— begin RECORDS PROVIDED —
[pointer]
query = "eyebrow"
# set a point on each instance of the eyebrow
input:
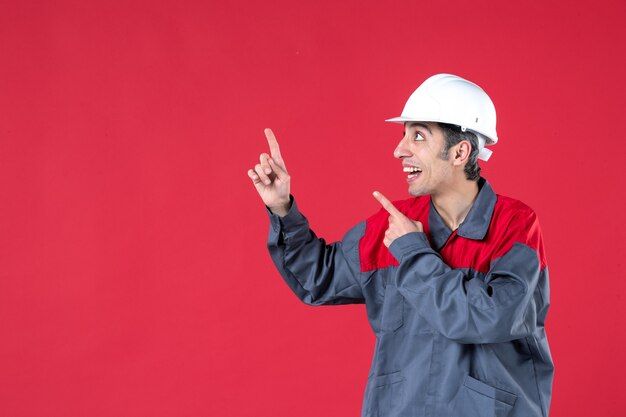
(422, 125)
— end RECORDS PROVIDED —
◆ **EXERCISE**:
Rewrite the data above, changing every "eyebrow" to "brow" and keeping everything else unchanged. Omit the pictures from your output.

◆ **SOLUTION**:
[pointer]
query = "brow"
# set a point on each instance of the brow
input:
(422, 125)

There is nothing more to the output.